-- START OF Record list --

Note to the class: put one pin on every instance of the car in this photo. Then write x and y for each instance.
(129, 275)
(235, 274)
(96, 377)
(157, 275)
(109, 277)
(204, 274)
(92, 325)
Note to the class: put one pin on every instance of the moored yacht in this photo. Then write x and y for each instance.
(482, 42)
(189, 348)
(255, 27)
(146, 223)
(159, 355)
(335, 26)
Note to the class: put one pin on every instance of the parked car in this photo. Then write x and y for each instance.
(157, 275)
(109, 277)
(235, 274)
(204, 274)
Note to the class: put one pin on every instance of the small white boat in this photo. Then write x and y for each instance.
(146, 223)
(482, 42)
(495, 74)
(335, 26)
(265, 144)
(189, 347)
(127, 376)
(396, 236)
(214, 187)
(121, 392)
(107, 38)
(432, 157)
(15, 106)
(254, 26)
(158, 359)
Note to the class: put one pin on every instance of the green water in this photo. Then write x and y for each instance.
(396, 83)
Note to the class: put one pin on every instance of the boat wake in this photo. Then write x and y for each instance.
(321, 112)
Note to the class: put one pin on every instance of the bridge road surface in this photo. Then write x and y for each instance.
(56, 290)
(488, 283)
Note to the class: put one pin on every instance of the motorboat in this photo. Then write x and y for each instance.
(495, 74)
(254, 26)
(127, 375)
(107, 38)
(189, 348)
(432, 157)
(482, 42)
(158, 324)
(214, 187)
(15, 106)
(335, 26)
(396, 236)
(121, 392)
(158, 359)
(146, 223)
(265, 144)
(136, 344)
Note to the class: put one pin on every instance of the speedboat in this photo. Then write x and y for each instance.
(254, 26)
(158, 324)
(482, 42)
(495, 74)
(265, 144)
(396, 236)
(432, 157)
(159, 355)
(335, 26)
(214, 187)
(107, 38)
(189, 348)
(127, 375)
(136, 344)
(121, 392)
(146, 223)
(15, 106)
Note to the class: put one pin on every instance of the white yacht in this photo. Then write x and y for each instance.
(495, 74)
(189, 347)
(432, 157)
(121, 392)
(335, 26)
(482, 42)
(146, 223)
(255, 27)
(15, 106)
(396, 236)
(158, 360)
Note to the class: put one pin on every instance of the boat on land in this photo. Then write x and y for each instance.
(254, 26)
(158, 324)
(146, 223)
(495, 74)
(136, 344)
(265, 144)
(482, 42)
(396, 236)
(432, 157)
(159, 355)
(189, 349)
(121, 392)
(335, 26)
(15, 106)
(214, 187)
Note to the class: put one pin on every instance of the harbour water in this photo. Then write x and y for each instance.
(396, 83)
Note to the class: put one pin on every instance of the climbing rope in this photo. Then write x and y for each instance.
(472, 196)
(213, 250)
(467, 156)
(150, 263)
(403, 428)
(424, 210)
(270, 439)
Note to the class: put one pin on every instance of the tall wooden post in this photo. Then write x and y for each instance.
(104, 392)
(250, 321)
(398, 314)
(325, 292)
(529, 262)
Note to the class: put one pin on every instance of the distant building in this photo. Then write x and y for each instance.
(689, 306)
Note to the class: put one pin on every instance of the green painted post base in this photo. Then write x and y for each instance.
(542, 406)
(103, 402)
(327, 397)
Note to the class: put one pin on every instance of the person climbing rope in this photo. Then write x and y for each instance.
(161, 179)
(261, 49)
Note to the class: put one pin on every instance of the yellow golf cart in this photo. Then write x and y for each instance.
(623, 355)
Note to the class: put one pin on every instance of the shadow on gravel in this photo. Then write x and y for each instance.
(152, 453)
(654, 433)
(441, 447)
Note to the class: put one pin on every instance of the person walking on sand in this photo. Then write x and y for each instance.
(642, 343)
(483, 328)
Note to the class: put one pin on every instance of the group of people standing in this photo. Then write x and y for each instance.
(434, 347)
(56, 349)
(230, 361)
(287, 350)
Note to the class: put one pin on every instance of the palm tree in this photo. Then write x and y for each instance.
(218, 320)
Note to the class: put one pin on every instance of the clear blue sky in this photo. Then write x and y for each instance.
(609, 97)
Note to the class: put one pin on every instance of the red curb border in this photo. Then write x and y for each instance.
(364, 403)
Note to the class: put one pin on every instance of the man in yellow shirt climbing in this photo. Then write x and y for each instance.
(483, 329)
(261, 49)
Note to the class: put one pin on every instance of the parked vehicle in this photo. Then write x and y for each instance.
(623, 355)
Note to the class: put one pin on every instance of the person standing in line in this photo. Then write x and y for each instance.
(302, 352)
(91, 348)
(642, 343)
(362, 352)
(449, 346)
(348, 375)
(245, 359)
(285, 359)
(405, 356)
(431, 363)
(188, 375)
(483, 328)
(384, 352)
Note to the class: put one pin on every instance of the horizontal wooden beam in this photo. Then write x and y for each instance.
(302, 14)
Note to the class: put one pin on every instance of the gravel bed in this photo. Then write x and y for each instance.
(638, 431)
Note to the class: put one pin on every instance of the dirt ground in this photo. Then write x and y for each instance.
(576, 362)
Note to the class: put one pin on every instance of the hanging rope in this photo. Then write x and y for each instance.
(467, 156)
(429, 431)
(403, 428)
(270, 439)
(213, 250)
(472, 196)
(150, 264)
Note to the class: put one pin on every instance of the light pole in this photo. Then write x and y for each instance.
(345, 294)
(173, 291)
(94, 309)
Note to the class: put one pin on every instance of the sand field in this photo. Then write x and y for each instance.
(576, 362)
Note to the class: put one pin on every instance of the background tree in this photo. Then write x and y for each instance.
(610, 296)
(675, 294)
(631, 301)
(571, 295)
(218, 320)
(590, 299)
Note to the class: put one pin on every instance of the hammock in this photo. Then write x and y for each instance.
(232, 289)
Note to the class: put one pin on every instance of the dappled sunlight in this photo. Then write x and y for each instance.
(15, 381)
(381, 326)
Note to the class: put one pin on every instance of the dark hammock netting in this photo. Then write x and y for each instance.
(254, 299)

-- END OF Record list --

Exercise objective -> Scale the records, starting with the line that contains "man in yellow" and going on through the end of the records. Write out each of those lines again, requests included, with every coordinate in the answers multiplied by 0.75 and rounded to a whole number (halves up), and give nothing else.

Complete output ->
Note to the class: put one pin on every instance of the man in yellow shirt climbing in this photo. Then write x and y for each instance.
(362, 247)
(196, 37)
Note to the class: put one pin on every instance of the parked vehicle in this photo. Then write x and y for each instance.
(467, 266)
Note to the class: put one pin on every instance of the person standing in line in this photo. Then write x and y for each instance.
(227, 264)
(68, 261)
(482, 257)
(272, 264)
(337, 260)
(261, 281)
(184, 269)
(214, 269)
(304, 267)
(323, 272)
(141, 281)
(362, 246)
(288, 264)
Note to the class: put one pin on every instance of the horizontal wooden beam in this photo. Then write x and y for each instance.
(227, 11)
Note to the class: put one pin on every instance of the gravel bed in this photo. Then write x and y for each instance.
(479, 323)
Note to the class: put one pin on every instance of the dirt ground in this photo. Then write x and y for each instance.
(432, 272)
Note to the class: put one pin on every instance of the hanging rope in this photo. Then write x and y for each instance.
(350, 117)
(322, 323)
(302, 321)
(203, 329)
(160, 188)
(354, 147)
(113, 198)
Note to the class: put one pin on every instance of the light pole in this photo. Then write x and y for each instance.
(259, 221)
(130, 218)
(71, 232)
Note to the class: put one pin on every instance of the sand field in this photo. Then write x and y for each instance.
(432, 272)
Note to the class: put one pin on every instance of the background tree in this photo. Then write x and y for each instance.
(458, 222)
(506, 221)
(473, 226)
(428, 221)
(164, 240)
(443, 224)
Note to the class: put one pin on every instance of the hammock in this photo. Then write x and y for each instance.
(174, 217)
Note to the class: put one pin on every instance of the dappled sunlight in this photo. Then write x and y for each instance.
(11, 286)
(286, 245)
Note to the class: put one pin on every instance of the dark hammock netting in this photo. Then write x and y for each instance.
(191, 224)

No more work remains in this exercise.